> Supplied material
══════

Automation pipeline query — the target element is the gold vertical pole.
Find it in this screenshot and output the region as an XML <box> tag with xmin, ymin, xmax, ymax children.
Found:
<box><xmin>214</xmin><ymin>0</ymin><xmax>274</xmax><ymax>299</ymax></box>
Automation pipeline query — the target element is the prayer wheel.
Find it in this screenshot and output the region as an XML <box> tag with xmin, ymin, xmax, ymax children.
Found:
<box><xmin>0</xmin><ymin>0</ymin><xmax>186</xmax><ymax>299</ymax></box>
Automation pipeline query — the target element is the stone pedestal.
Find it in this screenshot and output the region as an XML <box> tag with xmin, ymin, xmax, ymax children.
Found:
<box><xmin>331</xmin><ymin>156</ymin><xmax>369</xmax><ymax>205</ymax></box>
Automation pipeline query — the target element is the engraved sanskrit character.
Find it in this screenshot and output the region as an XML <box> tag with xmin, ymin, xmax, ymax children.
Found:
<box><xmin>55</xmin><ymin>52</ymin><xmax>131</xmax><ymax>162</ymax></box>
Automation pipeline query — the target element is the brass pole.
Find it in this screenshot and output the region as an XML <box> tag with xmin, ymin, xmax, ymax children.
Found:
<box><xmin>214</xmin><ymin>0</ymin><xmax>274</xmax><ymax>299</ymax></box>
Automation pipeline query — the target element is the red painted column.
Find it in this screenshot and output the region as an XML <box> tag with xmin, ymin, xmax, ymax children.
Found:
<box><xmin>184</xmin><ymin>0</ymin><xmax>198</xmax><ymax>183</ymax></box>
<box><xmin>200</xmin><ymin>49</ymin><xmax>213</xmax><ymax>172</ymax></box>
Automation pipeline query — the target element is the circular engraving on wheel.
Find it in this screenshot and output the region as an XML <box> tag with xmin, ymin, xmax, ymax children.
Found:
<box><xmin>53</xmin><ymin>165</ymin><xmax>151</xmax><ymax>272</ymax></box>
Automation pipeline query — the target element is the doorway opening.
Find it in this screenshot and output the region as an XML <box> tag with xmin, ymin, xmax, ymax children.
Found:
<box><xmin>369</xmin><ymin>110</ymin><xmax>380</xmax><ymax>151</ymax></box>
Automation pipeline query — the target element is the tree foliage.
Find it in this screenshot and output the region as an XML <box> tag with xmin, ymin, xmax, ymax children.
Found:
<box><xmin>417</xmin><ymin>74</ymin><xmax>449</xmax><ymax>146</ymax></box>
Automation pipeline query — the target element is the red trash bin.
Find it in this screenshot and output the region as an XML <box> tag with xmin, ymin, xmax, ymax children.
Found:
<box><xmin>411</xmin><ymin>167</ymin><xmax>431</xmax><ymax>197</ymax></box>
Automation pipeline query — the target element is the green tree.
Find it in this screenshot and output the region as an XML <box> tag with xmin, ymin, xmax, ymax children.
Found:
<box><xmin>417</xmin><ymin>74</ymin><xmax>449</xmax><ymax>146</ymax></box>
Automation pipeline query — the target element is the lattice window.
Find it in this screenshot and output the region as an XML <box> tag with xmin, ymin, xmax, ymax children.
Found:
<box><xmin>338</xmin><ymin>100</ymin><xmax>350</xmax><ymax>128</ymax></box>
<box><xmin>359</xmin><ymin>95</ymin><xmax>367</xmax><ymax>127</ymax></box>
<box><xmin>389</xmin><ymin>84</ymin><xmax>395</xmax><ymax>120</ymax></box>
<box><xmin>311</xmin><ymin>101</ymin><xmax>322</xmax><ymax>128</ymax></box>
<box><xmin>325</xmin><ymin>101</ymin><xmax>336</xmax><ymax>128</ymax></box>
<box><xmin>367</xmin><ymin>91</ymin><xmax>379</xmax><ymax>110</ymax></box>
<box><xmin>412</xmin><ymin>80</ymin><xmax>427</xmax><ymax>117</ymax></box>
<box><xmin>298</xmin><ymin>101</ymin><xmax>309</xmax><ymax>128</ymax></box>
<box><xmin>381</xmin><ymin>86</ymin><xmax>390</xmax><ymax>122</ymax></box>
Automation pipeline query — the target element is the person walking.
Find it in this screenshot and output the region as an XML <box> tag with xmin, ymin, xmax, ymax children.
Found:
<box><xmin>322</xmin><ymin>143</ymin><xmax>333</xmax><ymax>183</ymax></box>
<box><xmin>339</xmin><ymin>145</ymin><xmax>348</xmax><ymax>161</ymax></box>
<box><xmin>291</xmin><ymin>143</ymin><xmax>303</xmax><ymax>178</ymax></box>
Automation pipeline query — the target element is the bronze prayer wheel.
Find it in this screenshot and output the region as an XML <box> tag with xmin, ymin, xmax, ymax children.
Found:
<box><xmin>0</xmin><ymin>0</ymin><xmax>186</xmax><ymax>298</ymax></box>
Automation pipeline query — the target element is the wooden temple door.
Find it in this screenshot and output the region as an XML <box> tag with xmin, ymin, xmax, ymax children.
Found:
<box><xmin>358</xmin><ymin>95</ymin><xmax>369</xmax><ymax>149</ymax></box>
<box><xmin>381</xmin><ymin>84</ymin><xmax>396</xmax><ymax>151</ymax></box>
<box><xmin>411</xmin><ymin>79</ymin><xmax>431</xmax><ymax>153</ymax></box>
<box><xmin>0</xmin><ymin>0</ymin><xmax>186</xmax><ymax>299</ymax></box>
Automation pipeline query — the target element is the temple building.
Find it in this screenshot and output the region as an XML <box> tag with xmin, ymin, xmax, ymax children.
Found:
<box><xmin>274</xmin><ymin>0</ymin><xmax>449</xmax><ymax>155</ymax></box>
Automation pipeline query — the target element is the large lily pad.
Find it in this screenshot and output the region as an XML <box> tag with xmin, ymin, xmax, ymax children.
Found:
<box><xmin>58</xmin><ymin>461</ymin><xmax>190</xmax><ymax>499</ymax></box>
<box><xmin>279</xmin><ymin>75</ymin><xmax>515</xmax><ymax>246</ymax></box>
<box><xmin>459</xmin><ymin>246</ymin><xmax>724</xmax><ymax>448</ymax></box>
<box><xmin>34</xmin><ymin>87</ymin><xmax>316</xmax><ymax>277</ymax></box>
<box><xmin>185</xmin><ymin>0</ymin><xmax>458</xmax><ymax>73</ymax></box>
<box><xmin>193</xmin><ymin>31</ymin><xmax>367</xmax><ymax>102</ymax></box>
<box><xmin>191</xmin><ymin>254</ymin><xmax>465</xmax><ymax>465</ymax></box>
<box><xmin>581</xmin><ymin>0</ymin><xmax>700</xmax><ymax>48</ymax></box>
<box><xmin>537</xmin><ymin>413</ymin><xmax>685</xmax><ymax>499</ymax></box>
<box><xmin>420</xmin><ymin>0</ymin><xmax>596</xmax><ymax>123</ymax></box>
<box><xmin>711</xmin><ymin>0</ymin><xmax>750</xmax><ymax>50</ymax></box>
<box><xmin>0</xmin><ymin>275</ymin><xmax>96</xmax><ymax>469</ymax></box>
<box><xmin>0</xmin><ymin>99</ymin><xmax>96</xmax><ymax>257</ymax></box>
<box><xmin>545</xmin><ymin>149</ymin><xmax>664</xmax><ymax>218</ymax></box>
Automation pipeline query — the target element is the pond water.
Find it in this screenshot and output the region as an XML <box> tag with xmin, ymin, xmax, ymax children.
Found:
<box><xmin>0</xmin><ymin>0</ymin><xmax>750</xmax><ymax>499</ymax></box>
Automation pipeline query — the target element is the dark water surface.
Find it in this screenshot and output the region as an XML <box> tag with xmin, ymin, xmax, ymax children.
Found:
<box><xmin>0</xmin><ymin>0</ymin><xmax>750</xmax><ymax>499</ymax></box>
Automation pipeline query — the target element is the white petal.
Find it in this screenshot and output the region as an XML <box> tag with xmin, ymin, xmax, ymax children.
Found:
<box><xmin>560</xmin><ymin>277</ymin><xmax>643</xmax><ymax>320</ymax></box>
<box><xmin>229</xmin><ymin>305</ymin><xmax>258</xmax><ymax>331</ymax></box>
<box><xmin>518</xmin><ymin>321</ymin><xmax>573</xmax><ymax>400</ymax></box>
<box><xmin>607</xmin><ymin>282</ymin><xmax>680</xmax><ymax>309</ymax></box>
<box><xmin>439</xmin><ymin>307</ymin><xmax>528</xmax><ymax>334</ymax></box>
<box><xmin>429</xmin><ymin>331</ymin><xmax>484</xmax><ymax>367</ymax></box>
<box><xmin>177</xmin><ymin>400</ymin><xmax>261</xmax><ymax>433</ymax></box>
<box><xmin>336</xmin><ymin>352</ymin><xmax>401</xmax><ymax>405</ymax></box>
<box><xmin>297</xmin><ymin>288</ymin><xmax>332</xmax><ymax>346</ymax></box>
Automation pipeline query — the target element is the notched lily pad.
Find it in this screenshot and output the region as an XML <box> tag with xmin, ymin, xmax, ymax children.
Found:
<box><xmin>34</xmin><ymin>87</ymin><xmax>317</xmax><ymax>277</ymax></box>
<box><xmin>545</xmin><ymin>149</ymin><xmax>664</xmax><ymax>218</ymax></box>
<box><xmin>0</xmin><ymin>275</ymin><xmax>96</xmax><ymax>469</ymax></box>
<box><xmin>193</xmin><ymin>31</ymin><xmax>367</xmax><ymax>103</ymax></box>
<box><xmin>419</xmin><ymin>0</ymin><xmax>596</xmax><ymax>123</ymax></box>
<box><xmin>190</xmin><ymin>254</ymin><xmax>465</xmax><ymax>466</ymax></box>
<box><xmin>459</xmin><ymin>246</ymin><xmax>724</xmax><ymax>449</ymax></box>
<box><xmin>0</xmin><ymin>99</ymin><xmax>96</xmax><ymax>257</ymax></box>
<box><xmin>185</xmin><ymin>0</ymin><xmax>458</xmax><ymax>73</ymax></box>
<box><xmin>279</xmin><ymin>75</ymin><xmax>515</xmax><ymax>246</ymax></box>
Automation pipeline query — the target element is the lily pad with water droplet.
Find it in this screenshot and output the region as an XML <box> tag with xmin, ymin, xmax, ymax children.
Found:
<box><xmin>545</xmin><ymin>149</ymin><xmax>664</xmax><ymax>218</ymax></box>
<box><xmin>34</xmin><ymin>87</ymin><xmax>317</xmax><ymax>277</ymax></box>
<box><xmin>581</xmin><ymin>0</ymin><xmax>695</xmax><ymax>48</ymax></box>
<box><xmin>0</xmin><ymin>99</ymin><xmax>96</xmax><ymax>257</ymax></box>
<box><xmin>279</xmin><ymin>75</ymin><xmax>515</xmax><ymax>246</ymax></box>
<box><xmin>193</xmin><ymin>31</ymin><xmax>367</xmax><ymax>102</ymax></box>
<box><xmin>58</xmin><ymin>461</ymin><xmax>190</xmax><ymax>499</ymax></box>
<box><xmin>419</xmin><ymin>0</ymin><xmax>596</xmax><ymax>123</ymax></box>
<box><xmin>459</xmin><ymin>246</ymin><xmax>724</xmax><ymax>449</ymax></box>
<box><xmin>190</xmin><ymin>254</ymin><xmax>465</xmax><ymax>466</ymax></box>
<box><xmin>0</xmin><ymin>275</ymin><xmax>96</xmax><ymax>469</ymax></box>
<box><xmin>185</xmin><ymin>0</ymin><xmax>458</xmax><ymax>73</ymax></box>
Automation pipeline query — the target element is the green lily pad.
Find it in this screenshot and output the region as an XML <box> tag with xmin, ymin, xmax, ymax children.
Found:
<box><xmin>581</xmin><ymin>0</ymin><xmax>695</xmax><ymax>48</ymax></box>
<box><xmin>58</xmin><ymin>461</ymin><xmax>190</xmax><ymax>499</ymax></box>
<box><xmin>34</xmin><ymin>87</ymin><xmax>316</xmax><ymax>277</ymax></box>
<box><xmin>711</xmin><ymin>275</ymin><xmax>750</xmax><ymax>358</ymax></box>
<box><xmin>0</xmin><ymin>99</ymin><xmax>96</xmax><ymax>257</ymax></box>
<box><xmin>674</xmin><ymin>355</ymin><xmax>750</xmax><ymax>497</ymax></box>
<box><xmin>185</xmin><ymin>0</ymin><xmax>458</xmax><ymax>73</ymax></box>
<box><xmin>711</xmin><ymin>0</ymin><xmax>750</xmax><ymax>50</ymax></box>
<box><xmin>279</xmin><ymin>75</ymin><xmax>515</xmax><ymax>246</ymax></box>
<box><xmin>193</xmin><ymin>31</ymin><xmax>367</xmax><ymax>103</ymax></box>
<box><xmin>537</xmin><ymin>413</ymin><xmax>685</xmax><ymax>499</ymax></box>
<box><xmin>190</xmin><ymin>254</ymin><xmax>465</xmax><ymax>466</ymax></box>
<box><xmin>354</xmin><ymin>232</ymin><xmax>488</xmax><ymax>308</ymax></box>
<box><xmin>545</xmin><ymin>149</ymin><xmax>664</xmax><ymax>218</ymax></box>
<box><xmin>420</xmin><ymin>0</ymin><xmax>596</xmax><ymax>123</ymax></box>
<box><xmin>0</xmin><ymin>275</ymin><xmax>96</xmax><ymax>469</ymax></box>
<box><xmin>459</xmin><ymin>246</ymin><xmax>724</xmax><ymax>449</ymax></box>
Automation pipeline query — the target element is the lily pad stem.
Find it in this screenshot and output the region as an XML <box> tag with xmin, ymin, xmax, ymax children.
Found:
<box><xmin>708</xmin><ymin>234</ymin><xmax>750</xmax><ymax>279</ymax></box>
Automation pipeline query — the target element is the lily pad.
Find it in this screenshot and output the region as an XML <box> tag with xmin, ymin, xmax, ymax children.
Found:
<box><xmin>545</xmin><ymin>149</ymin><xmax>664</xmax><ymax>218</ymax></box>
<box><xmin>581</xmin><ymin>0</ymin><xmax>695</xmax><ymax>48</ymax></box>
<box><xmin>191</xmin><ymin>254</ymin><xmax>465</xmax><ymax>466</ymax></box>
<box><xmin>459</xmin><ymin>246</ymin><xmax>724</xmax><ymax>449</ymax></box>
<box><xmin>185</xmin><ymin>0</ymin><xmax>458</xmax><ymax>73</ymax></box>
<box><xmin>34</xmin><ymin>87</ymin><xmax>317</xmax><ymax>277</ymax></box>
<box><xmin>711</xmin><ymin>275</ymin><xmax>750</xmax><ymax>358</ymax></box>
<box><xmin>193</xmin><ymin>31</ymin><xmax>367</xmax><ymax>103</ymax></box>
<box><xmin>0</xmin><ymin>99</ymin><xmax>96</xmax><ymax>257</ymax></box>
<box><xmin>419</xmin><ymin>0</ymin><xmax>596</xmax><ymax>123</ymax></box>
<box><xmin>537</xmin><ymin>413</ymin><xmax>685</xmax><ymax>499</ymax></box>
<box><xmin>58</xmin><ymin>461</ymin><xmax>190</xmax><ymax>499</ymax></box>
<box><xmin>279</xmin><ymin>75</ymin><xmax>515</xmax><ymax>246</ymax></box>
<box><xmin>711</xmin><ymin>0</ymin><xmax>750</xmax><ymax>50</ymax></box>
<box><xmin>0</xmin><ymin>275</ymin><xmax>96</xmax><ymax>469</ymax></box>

══════

> Request
Copy exactly the line containing "lily pad stem." and every line after it, ending with the last line of the records above.

> Exercise output
Automation pipeline query — the target element is the lily pad stem.
Find it in this screenshot and output the region as an XML <box> tag with xmin, ymin, xmax, ymax children.
Found:
<box><xmin>708</xmin><ymin>234</ymin><xmax>750</xmax><ymax>279</ymax></box>
Automation pipeline query — the target element is the lily pad.
Find it in this screenshot and output the region as an XML <box> tag with xmin, ymin, xmax, ymax children.
Found:
<box><xmin>545</xmin><ymin>149</ymin><xmax>664</xmax><ymax>218</ymax></box>
<box><xmin>581</xmin><ymin>0</ymin><xmax>695</xmax><ymax>48</ymax></box>
<box><xmin>191</xmin><ymin>254</ymin><xmax>465</xmax><ymax>466</ymax></box>
<box><xmin>459</xmin><ymin>246</ymin><xmax>724</xmax><ymax>449</ymax></box>
<box><xmin>185</xmin><ymin>0</ymin><xmax>458</xmax><ymax>73</ymax></box>
<box><xmin>34</xmin><ymin>87</ymin><xmax>317</xmax><ymax>277</ymax></box>
<box><xmin>711</xmin><ymin>275</ymin><xmax>750</xmax><ymax>358</ymax></box>
<box><xmin>193</xmin><ymin>31</ymin><xmax>367</xmax><ymax>103</ymax></box>
<box><xmin>0</xmin><ymin>99</ymin><xmax>96</xmax><ymax>257</ymax></box>
<box><xmin>419</xmin><ymin>0</ymin><xmax>596</xmax><ymax>123</ymax></box>
<box><xmin>537</xmin><ymin>413</ymin><xmax>685</xmax><ymax>499</ymax></box>
<box><xmin>58</xmin><ymin>461</ymin><xmax>190</xmax><ymax>499</ymax></box>
<box><xmin>279</xmin><ymin>75</ymin><xmax>515</xmax><ymax>246</ymax></box>
<box><xmin>711</xmin><ymin>0</ymin><xmax>750</xmax><ymax>50</ymax></box>
<box><xmin>0</xmin><ymin>275</ymin><xmax>96</xmax><ymax>469</ymax></box>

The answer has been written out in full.